## [Extracted text]
***

In front of a predominantly male crowd of 20,000, all it took for the female attendees to bare some skin was a quick glance from a cameraman and some encouragement from the stands. The only part of a woman that may not have been on display was feminism — but that’s an ideological debate for a different day.

In fact, adult-film legend Ron Jeremy may have missed the point when he told WIP 610 commentators, “This stadium probably couldn’t sell out a Guns ‘N’ Roses concert, but it sells out for these guys eating chicken.”

Somehow, this group seemed to be more attracted to human breasts than their ornithological equivalents.

Despite the joyously raucous behavior at Philadelphia’s equivalent of a bacchanal, the eating competition itself was, in fact, quite the showdown.

From the get-go, the battle for Wing Bowl 19 was clearly between five-time champion Bill “El Wingador” Simmons and defending title-holder Jonathan “Super” Squibb.

It was the stuff that cliche sports movies are made of: the young upstart taking on the weary veteran.

That storyline shone through in their eating styles. Squibb was calm and methodical, rotating the wings in his mouth as he bobbed his head up and down. The New Jersey native swayed from side to side, dancing to a soundtrack that nobody else could hear. “I just get in the rhythm,” he said later.

***

## [To do]
[1] From the records, reproduce verbatim the lines beginning with the one that contains "Target: player wearing number 42" and running through the one that contains "264 138 L 265", both included.
[2] Continue the account of Wing Bowl 19 from the point where it stops.

## [Data lines]
***

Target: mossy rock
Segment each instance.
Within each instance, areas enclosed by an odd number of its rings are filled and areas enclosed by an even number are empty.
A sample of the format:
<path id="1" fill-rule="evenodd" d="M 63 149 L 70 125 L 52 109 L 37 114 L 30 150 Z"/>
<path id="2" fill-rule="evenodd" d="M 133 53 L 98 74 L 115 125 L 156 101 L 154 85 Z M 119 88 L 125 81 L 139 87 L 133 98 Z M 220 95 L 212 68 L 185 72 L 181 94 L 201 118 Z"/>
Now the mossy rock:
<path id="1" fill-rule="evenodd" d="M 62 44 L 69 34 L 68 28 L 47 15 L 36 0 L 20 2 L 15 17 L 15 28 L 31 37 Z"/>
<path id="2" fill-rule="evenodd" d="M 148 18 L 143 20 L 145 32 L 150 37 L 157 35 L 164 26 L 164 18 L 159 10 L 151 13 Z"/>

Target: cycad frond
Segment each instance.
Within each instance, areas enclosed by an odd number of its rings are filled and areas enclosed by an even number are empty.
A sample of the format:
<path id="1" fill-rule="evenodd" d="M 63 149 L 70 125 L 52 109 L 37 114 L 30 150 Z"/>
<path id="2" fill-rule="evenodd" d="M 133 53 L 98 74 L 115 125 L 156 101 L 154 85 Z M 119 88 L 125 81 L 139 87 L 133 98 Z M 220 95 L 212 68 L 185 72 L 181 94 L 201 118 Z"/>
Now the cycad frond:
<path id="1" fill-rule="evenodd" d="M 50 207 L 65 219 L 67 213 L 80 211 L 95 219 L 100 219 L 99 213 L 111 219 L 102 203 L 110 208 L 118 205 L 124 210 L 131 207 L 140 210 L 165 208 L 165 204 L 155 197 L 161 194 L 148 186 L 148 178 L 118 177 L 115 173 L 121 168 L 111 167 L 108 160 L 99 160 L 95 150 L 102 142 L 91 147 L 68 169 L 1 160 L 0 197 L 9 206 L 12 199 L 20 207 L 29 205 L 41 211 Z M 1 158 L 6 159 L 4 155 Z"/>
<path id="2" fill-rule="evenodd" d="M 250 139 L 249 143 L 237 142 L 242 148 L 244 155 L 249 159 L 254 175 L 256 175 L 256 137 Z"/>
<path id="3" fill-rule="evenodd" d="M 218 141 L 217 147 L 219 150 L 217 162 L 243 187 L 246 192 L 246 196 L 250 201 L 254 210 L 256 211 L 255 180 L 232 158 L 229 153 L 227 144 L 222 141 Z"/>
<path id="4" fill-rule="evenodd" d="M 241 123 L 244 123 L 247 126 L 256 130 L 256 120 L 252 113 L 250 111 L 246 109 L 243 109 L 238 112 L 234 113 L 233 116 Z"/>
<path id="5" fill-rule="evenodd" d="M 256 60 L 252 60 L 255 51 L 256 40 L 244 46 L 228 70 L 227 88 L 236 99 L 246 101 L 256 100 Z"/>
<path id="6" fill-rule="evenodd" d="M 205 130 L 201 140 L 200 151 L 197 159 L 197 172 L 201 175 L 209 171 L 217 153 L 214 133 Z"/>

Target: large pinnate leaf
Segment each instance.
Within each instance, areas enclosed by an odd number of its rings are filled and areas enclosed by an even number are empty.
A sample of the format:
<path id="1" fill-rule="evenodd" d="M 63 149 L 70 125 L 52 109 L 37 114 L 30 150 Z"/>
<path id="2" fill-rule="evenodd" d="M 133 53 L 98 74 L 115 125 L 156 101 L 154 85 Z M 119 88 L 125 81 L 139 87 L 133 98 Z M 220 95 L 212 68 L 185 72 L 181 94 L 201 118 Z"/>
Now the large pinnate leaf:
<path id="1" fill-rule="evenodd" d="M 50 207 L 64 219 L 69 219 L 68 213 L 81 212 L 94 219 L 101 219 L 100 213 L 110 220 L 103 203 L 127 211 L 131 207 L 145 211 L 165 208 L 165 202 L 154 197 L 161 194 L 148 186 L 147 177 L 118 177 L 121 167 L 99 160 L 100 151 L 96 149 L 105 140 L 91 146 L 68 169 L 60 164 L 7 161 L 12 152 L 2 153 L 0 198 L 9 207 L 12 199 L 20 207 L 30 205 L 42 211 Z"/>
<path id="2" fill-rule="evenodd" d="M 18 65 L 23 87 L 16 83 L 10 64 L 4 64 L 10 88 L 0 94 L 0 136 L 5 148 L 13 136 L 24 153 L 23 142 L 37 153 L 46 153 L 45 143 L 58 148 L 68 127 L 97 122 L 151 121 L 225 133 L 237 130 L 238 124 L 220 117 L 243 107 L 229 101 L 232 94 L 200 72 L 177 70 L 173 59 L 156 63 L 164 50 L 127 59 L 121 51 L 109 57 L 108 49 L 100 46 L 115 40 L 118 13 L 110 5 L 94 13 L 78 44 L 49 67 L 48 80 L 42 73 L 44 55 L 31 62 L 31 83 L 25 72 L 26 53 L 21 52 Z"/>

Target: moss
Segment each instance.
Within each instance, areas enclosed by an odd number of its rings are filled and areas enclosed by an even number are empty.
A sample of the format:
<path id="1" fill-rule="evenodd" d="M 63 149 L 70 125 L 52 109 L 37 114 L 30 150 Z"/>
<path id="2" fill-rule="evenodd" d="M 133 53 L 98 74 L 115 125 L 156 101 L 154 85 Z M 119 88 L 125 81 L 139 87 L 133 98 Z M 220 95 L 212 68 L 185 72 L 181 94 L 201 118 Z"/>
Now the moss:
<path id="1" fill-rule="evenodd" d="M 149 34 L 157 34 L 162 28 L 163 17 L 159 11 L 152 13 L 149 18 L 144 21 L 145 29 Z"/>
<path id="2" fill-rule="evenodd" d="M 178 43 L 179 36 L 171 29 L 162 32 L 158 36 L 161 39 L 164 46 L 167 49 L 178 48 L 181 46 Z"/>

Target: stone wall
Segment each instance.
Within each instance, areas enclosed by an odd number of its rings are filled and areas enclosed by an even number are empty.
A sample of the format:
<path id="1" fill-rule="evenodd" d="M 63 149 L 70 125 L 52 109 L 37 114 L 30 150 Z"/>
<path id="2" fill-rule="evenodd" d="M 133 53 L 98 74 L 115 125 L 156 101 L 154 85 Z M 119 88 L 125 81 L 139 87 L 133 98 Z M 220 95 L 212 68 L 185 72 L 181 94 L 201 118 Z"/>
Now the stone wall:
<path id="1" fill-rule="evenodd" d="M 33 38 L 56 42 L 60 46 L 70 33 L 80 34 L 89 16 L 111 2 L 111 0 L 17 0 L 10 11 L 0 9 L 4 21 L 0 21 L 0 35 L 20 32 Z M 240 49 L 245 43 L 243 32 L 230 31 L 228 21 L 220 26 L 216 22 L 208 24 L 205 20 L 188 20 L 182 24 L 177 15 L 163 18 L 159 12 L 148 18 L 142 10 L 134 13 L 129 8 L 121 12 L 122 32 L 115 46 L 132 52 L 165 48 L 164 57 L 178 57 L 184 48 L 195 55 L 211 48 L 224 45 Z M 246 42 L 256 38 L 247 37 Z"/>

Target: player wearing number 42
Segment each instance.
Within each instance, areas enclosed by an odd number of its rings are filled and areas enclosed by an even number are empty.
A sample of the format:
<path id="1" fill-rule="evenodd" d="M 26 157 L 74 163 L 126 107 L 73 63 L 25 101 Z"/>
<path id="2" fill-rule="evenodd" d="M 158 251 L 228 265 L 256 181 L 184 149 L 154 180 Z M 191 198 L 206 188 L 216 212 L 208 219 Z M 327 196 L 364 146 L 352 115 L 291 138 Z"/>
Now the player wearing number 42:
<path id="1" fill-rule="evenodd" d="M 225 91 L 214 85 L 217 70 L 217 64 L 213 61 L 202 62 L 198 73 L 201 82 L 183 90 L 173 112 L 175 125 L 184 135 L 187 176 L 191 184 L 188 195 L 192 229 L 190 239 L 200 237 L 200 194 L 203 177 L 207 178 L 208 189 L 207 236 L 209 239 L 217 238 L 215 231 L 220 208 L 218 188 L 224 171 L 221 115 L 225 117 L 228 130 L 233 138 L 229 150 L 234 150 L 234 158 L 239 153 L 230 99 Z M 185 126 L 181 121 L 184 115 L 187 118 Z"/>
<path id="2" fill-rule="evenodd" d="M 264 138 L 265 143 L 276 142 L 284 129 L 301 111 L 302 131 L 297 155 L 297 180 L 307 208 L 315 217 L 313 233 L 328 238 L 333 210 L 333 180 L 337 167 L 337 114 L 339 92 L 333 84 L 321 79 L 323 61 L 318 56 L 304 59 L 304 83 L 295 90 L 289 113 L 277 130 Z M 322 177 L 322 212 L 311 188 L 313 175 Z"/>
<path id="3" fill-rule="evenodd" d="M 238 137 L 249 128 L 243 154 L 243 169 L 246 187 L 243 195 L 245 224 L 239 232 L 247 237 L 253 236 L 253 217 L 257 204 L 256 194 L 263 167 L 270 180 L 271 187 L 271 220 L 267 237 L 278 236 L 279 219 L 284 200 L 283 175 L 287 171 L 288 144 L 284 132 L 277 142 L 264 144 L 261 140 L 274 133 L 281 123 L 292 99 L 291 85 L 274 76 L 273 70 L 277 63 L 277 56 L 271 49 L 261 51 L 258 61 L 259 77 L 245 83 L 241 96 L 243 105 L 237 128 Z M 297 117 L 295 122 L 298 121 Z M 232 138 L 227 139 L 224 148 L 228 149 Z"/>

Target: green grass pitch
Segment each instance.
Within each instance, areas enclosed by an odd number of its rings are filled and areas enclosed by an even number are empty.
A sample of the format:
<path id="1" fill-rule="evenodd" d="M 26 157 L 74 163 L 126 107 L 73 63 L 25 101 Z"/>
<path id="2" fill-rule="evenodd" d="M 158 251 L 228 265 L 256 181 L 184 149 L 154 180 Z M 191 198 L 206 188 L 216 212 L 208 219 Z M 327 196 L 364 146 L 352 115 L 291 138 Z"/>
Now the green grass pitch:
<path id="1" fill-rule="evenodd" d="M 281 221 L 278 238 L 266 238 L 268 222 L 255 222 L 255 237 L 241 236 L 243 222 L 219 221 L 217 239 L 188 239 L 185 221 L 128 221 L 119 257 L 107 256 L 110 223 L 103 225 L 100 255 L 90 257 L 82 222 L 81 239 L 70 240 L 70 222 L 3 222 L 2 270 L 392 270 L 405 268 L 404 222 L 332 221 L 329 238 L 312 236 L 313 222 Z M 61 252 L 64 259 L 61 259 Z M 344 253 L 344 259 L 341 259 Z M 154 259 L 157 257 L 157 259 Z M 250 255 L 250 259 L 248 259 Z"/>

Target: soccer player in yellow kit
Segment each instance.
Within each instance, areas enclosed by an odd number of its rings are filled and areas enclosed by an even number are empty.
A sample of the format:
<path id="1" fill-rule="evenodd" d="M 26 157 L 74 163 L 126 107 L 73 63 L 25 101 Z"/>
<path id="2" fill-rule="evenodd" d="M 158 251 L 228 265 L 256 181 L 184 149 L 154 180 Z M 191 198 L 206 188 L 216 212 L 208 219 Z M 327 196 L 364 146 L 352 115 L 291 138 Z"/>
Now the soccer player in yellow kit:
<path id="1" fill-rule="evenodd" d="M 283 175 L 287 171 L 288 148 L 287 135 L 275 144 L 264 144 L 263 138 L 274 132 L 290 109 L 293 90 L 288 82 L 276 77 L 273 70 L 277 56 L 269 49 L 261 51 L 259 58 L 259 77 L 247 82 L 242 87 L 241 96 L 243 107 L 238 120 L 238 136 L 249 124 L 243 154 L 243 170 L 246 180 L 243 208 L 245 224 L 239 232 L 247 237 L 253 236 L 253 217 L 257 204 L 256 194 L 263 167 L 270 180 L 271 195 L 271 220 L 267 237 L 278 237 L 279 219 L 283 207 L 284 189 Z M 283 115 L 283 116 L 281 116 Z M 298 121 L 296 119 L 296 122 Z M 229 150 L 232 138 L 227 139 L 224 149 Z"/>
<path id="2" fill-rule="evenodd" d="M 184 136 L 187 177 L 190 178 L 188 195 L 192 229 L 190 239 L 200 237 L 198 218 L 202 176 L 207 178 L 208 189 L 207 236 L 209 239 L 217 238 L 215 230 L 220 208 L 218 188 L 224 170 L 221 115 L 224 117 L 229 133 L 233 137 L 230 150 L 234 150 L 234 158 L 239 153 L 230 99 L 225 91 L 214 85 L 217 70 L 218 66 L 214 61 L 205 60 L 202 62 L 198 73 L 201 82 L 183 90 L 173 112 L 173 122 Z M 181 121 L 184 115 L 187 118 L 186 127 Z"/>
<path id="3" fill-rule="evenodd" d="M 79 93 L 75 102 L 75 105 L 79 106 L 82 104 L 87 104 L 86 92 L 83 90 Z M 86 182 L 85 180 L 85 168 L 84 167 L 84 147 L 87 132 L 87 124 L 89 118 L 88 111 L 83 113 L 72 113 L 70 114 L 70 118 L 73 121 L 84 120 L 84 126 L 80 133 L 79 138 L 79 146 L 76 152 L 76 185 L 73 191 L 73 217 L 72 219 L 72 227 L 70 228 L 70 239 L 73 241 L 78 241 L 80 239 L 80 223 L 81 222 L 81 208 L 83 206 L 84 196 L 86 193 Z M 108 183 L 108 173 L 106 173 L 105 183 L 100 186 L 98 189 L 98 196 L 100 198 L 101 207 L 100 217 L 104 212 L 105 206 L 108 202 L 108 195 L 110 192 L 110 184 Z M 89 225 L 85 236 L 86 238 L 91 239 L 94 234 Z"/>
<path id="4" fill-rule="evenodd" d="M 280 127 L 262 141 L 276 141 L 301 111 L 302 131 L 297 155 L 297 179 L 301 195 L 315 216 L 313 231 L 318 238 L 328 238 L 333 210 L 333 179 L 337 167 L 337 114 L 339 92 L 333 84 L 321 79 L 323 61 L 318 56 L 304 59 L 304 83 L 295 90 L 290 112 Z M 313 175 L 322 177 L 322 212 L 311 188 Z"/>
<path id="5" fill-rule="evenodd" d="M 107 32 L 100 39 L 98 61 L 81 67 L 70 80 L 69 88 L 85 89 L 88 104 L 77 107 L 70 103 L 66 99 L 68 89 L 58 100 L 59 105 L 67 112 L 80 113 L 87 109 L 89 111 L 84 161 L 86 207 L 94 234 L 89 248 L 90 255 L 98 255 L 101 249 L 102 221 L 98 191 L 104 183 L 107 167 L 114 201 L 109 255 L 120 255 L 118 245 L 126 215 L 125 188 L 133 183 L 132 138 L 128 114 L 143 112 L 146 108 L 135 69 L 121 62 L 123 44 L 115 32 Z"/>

***

## [The answers]
[1]
Target: player wearing number 42
Segment each instance.
Within each instance, areas enclosed by an odd number of its rings are filled and areas enclosed by an even number are empty.
A sample of the format:
<path id="1" fill-rule="evenodd" d="M 26 157 L 74 163 L 126 107 L 73 63 L 25 101 Z"/>
<path id="2" fill-rule="evenodd" d="M 158 251 L 228 265 L 256 181 L 184 149 L 154 180 Z M 191 198 L 206 188 L 216 212 L 208 219 Z M 327 196 L 364 146 L 352 115 L 291 138 Z"/>
Now the player wearing number 42:
<path id="1" fill-rule="evenodd" d="M 225 91 L 214 85 L 217 70 L 217 64 L 213 61 L 202 62 L 198 73 L 201 82 L 183 90 L 173 112 L 175 125 L 184 135 L 187 176 L 191 184 L 188 195 L 192 229 L 190 239 L 200 237 L 200 194 L 203 177 L 207 178 L 208 189 L 207 236 L 209 239 L 217 238 L 215 231 L 220 208 L 218 188 L 224 171 L 221 115 L 225 117 L 228 130 L 233 138 L 229 150 L 234 150 L 234 158 L 239 153 L 230 99 Z M 185 126 L 181 121 L 184 115 L 187 118 Z"/>
<path id="2" fill-rule="evenodd" d="M 264 138 L 265 143 L 276 142 L 284 129 L 301 111 L 302 131 L 297 155 L 297 180 L 307 208 L 315 217 L 313 233 L 328 238 L 333 210 L 333 180 L 337 167 L 337 114 L 339 92 L 333 84 L 321 79 L 323 61 L 318 56 L 304 59 L 304 83 L 295 90 L 289 113 L 277 130 Z M 322 177 L 322 212 L 311 188 L 313 175 Z"/>

[2]
Not so for Simmons, who seemed to down a wing in one bite and in a decidedly less relaxed fashion. He seemingly vacuumed the meat into his mouth.

Even though Simmons’ entourage included renowned competitive eater Takeru Kobayashi — who downed a cheesesteak (“wit,” if you were wondering) in 24 seconds during the break between rounds — experience was not enough.

Squibb sealed the deal with just one wing. His record-setting total of 255 wings earned him $20,000 and a 2011 Dodge Ram in addition to the prestige of winning three straight titles.

Other competitors — lesser ones — may have felt queasy or nauseous after achieving the same gluttonous feat. But Squibb?

“Total euphoria,” he said.

The mark of a true champion.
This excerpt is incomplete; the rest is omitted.